------ Extracto de página ------
10 de agosto de 2015

Pensamientos diversos sobre el cometa

Pensamientos diversos sobre el cometa. Pierre Bayle. Ediciones Antígona, 2015
Introducción y traducción de Julián Arroyo Pomeda
A finales del siglo XVII, La Era de la Razón, una corriente intelectual empezaba a imponerse en los círculos filosóficos -cuyos indicios, en Francia, podrían remontarse a 1580, año de la primera edición de los Ensayos (Essais, 1533-1592) de Michel de Montaigne; a pesar de alcanzar a gran parte del mundo civilizado, excluida España, la Ilustración es un fenómeno eminentemente francés- con tal empuje que ya puede empezar a hablarse propiamente de Ilustración; faltan todavía cien años para que vea la luz Respuesta a la pregunta: ¿Qué es la Ilustración? (Beantwortung der Frage: Was ist Aufklärung, 1784), el texto de Immanuel Kant, y más de cien para que se materialice la consecuencia política más importante, La Revolución Francesa. Han empezado a aparecer algunos pensadores cuyos temas y, sobre todo, preocupaciones intelectuales, ponen de manifiesto la existencia de una corriente subterránea que comenzaba a fraguar el decisivo Siglo de las Luces; entre ellos, Pierre Bayle, un francés -¿de dónde, si no?- crítico con la religión, con el poder terrenal y con la multitud de supersticiones, religiosas y laicas, que condicionaban, con aquiescencia de la totalidad de poderes celestiales y terrenales, la vida intelectual, pública y privada, de sus contemporáneos. Pensamientos diversos sobre el cometa (Pensées diverses écrites à un docteur de Sorbonne à l'occasion de la Comète qui parut au mois de décembre 1680, Rotterdam, 1682) fue su primera obra publicada.
Ilustración del cometa Halley de 1857.
Blog "En lengua propia"
El cometa sobre cuya aparición diserta Bayle es el cometa Halley, que hizo su periódica aparición a finales de 1680 en el cielo de París. Ante la incomprensión popular del fenómeno y la nada inocente apropiación por parte de las autoridades eclesiásticas, Bayle utiliza este hecho para ilustrar al pueblo acerca de la naturaleza del fenómeno. El texto sufre varios avatares al no ser autorizada su publicación debido a su irreverente contenido -una aproximación a los cuales relata el propio Bayle en las Introducciones-, hasta que finalmente es publicado en la liberal Holanda en 1682.
------
▶ Objetivo: Reproduce al pie de la letra el pasaje de la reseña sobre la obra de Bayle que arranca en las palabras "El cometa sobre" y termina tras "Holanda en 1682.".
------ Registros proporcionados ------
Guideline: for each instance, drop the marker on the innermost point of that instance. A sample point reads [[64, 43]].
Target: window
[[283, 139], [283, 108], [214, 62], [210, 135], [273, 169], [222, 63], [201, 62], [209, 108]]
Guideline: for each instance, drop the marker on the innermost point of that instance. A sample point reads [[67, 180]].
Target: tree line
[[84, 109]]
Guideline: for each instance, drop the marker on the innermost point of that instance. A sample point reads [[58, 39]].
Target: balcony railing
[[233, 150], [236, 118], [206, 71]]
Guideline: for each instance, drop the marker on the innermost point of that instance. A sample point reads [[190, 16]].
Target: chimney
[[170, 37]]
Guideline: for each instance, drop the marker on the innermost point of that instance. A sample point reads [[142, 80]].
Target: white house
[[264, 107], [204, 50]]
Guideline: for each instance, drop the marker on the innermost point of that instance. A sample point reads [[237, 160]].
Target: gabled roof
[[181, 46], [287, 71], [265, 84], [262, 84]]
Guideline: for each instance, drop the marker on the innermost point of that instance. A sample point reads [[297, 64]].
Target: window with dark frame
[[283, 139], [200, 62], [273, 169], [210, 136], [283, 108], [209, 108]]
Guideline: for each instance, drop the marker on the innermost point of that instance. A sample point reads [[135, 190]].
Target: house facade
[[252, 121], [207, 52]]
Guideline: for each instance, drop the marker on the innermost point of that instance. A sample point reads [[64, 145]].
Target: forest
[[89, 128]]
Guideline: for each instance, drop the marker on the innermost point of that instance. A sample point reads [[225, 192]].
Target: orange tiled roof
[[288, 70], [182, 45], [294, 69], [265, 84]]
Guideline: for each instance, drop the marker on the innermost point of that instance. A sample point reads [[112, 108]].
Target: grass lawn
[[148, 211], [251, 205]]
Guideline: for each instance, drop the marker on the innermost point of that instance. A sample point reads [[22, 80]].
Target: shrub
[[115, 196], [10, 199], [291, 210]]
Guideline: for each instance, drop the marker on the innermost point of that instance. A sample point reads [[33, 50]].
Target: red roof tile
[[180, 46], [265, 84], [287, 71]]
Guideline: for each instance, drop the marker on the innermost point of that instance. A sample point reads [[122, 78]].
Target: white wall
------
▶ Salida completa:
El cometa sobre cuya aparición diserta Bayle es el cometa Halley, que hizo su periódica aparición a finales de 1680 en el cielo de París. Ante la incomprensión popular del fenómeno y la nada inocente apropiación por parte de las autoridades eclesiásticas, Bayle utiliza este hecho para ilustrar al pueblo acerca de la naturaleza del fenómeno. El texto sufre varios avatares al no ser autorizada su publicación debido a su irreverente contenido -una aproximación a los cuales relata el propio Bayle en las Introducciones-, hasta que finalmente es publicado en la liberal Holanda en 1682.